**** DOCUMENT SEGMENT

RBI may have to don the lender’s suit as desperate times call for desperate measures
The US Federal Reserve went full throttle on Monday, announcing massive rescue plans to tackle the Covid-19 impact on the US economy. Aside from an unlimited bond-buying programme (it had previously announced the purchase of $500 billion of treasury securities and $200 billion of mortgage-backed securities), the Fed announced new credit facilities and a Main Street Business Lending Program to support small- and medium-sized businesses (SMBs).
In India, there are now widespread concerns that the Reserve Bank of India is way behind the curve in announcing concrete measures to tackle the pandemic situation. The RBI has so far provided additional liquidity through long-term repos and open market operations (OMO). Can it take cues from the US Fed’s actions and have its own ‘whatever-it-takes’ moment?
While the RBI may have limited scope to offer credit facilities similar to the Fed, there are instruments within its existing toolkit that it can deploy more aggressively, according to Suyash Choudhary, Head – Fixed Income, IDFC AMC.
“The RBI needs to cut its policy rate immediately by at least 100 basis points. Next, it will have to offer more LTROs (long-term repo operation) at a revised lower repo rate (of say 4.15 per cent). This is to ensure cheap long-term funds to banks. The RBI will also need to launch an unlimited OMO programme to enable the collapse of risk-free rate. And, finally, it can provide non-bank participants with lines of liquidity by buying their holdings in AAA-rated bonds,” said Choudhary.

********
**** ENTRIES SUPPLIED

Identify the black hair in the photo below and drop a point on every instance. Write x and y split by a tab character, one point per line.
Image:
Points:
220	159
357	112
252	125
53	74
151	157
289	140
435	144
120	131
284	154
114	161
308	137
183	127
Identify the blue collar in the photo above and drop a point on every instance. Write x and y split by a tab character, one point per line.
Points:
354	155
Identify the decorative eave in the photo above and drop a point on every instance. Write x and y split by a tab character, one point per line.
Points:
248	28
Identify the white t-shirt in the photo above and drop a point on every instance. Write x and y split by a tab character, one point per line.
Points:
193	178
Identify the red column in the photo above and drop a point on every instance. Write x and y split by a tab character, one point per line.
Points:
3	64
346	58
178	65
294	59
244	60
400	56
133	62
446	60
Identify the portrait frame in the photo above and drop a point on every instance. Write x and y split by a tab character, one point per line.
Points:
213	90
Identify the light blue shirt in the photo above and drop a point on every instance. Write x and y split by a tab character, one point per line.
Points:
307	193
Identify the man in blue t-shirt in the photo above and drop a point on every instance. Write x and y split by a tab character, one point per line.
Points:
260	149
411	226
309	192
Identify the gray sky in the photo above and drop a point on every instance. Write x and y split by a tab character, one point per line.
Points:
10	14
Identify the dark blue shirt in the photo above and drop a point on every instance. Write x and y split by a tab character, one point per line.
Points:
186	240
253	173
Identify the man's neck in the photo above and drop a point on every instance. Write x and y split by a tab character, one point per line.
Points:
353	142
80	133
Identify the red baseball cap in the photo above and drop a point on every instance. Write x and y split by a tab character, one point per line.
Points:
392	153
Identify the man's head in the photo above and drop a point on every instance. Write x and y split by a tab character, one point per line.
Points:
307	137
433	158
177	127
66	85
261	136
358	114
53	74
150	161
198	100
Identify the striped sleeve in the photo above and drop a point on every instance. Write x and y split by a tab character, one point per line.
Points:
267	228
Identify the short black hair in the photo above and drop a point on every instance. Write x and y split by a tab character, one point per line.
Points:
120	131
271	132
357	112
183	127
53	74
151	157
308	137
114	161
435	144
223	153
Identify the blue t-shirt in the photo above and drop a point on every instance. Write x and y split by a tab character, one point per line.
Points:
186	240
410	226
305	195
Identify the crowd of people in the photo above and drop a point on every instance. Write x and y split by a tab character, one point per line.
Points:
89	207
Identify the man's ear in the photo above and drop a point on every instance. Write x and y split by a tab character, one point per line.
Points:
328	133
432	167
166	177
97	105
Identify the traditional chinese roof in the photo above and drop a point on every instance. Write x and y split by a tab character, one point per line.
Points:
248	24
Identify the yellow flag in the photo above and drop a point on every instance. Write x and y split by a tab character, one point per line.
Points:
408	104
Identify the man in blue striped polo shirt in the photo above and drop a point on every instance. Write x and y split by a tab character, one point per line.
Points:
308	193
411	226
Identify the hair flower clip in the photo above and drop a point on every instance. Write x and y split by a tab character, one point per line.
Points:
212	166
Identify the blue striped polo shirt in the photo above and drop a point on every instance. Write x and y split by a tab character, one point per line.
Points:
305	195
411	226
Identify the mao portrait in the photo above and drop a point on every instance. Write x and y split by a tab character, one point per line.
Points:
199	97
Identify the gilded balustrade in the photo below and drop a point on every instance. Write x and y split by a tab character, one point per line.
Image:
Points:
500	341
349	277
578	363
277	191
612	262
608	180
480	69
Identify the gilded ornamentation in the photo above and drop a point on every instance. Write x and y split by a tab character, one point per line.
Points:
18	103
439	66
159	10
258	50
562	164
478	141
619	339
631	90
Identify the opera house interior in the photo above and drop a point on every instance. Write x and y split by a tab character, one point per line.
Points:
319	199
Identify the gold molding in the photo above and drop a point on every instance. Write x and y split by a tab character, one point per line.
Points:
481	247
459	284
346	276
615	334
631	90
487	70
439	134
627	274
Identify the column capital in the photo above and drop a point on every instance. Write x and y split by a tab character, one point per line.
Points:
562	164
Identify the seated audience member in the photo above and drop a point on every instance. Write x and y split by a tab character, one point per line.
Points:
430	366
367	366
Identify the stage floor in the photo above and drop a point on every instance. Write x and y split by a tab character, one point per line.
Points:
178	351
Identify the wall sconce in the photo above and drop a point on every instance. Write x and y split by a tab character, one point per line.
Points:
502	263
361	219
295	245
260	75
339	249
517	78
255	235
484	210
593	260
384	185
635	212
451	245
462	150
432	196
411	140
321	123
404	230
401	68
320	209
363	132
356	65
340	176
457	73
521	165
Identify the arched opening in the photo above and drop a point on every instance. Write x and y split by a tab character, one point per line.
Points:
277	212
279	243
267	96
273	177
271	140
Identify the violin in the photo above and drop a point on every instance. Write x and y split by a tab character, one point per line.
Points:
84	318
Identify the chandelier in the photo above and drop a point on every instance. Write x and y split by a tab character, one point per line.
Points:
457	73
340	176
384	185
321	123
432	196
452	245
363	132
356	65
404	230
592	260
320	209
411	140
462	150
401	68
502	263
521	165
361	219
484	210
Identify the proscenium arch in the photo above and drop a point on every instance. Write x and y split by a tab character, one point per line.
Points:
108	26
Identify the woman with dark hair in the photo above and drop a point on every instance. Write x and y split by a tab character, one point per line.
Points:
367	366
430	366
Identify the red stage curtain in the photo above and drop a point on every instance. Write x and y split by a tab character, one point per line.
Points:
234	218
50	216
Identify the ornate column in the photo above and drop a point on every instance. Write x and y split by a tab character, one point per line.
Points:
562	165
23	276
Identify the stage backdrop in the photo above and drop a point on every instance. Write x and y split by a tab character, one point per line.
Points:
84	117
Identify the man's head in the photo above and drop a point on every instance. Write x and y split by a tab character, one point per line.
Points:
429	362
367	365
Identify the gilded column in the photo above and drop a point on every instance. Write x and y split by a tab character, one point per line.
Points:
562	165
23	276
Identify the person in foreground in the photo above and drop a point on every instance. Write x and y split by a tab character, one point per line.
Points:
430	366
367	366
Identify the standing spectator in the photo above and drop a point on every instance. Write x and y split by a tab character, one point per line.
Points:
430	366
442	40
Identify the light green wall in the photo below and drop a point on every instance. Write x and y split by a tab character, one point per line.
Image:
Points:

********

## WHAT YOU WILL DO
- A) Quote the passage of the article on the Reserve Bank of India's pandemic response, everything from "In India, there" down to "own ‘whatever-it-takes’ moment?".
- B) Write what comes next in the article on the Reserve Bank of India's pandemic response, beginning after its final sentence.

## RESULTS OF THE TASKS
- A)
In India, there are now widespread concerns that the Reserve Bank of India is way behind the curve in announcing concrete measures to tackle the pandemic situation. The RBI has so far provided additional liquidity through long-term repos and open market operations (OMO). Can it take cues from the US Fed’s actions and have its own ‘whatever-it-takes’ moment?

- B)
What did the Fed do?
The Fed has essentially done three things to save the US economy from a bull-blown financial crisis.
One, after announcing a $700-billion bond buying programme just a week ago, it has assured unlimited bond purchase to smoothen the market and ensure effective transmission of policy action. It will also start buying commercial mortgage-backed securities.
Two, the Fed will establish two facilities to support credit to large corporates — the Primary Market Corporate Credit Facility (PMCCF) for new bond and loan issuance and the Secondary Market Corporate Credit Facility (SMCCF) to provide liquidity for outstanding corporate bonds. The former essentially implies direct loans to corporates (from the Fed’s balance-sheet) and the latter involves the Fed buying corporate bonds from the secondary market and also debt ETFs that invest in corporate bonds.
The PMCCF will allow companies access to credit and borrowers may choose to defer interest and principal payments during the first six months of the loan (can be extended by the Fed).
Three, the Feb will establish a Term Asset-Backed Securities Loan Facility (TALF) to support the flow of credit to consumers and businesses. The TALF will enable the issuance of asset-backed securities (ABS) backed by student loans, auto loans, credit card loans etc. Essentially, the Fed will lend to holders of certain AAA-rated ABS, backed by newly and recently originated consumer and small business loans.
It will soon also announce a Main Street Business Lending Programme to support SMBs.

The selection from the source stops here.